**Task description**
Your task is to gather the lines below that hold the string "number".

━━━ Source information

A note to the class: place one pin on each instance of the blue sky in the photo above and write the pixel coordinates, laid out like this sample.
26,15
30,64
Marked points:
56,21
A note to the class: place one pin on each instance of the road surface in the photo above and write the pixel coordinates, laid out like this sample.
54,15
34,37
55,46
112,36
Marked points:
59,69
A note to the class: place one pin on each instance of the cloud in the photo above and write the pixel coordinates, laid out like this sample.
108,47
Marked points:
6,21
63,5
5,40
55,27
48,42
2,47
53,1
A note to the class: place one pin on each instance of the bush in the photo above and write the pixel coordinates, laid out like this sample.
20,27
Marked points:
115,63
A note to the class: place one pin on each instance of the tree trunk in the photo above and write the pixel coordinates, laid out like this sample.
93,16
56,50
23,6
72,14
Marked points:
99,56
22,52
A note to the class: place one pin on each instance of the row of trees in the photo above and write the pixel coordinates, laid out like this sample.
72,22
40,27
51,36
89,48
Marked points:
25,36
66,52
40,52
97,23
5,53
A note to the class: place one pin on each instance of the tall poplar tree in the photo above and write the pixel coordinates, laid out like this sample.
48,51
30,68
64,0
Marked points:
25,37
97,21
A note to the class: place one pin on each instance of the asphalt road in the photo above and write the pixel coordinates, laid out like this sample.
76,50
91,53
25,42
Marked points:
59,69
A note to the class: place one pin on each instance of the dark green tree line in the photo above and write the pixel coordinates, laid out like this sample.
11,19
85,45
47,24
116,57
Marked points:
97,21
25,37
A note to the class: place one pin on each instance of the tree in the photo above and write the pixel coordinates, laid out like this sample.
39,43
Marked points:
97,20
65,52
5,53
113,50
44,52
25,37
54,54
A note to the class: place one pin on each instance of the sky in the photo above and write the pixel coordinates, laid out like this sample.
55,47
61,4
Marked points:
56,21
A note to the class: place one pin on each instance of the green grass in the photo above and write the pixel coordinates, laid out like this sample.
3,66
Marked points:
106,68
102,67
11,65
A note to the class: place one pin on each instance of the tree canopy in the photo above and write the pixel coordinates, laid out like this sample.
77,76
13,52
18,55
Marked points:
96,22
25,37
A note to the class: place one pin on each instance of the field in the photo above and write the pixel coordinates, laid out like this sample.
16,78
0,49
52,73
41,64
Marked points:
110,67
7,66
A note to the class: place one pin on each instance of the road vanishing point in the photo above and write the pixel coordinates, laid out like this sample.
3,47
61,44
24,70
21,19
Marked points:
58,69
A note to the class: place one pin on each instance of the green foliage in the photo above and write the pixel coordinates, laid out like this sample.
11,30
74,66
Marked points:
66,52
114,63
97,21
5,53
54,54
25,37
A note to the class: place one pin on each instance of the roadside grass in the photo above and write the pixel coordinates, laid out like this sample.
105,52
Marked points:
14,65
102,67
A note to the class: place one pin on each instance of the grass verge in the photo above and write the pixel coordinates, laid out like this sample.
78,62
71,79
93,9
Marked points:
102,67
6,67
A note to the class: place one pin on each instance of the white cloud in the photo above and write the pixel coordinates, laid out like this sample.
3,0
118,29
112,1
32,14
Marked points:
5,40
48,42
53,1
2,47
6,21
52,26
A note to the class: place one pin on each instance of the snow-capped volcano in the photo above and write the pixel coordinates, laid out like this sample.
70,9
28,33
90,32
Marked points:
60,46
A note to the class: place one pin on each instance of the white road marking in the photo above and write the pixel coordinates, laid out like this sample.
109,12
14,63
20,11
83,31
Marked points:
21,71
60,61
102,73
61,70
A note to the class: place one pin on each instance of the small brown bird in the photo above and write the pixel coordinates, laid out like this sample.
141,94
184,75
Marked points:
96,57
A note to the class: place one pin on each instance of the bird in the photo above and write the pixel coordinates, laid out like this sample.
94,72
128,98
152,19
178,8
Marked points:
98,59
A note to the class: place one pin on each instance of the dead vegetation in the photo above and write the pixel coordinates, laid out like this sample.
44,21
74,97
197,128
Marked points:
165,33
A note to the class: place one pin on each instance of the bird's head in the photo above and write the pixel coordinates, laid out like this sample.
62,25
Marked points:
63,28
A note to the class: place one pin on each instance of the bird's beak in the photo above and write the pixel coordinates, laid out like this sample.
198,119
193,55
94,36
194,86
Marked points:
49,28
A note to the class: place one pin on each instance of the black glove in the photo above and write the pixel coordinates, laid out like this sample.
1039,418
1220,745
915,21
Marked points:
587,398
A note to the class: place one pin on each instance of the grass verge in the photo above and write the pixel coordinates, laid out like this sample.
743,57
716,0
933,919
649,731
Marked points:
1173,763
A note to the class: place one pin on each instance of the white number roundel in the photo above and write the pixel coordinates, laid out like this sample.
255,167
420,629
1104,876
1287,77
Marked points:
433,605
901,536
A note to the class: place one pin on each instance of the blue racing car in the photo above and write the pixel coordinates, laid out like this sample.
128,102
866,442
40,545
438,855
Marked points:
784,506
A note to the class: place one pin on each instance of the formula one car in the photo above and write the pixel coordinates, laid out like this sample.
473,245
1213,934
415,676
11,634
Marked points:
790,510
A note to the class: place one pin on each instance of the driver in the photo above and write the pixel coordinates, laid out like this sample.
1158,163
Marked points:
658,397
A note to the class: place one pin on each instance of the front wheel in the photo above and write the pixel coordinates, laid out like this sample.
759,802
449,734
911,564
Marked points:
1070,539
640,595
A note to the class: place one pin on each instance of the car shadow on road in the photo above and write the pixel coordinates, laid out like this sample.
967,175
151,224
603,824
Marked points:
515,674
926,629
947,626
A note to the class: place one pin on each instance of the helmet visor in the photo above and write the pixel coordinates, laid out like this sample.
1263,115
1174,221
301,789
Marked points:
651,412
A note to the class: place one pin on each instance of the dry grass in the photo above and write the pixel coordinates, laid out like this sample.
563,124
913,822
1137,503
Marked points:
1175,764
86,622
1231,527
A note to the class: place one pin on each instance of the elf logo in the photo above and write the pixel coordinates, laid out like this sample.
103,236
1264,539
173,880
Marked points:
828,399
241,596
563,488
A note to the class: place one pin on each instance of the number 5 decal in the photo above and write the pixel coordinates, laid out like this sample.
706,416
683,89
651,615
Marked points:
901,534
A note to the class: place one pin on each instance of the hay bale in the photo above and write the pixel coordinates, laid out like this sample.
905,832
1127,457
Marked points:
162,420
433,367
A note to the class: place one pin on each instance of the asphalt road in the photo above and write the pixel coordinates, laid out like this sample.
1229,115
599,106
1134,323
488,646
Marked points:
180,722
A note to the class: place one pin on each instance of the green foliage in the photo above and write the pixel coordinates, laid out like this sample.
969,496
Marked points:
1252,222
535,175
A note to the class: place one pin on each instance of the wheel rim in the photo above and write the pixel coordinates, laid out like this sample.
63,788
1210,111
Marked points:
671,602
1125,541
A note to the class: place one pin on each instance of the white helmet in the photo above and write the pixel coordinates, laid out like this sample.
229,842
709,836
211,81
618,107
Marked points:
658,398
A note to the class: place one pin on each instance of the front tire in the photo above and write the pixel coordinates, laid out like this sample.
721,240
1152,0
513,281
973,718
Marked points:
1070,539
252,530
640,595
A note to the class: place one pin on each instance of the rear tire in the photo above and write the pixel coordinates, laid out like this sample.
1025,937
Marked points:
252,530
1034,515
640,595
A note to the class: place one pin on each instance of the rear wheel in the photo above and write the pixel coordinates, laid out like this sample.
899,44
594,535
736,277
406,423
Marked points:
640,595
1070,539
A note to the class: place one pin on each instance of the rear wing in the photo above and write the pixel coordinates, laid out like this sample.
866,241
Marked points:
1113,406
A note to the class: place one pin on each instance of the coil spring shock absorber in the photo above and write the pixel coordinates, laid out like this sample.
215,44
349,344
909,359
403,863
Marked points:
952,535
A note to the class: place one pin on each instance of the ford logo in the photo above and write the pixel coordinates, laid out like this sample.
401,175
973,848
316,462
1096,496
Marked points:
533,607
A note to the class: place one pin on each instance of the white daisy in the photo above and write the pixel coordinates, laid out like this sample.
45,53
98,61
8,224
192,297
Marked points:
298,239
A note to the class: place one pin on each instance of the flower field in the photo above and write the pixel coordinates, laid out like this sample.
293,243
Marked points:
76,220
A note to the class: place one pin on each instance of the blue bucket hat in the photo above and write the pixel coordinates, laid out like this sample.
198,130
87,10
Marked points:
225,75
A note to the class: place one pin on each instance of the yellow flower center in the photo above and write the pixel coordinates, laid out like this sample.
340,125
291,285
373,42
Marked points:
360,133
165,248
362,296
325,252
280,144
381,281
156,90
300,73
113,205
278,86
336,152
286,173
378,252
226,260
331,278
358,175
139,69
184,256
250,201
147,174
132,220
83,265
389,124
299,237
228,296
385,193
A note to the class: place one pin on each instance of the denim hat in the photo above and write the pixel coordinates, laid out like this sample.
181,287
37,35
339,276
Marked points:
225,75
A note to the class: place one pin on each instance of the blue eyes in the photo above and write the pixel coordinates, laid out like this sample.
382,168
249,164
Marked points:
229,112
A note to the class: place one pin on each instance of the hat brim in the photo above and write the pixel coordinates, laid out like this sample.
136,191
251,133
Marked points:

━━━━━━

**Task answer**
A note to the class: place one pin on each instance of the white number roundel in the photo above and write the pixel coordinates, laid out like this sample.
A note to the class: place one pin on each instance of the number 5 decal in the photo above and write the pixel coordinates, laid out like this sample.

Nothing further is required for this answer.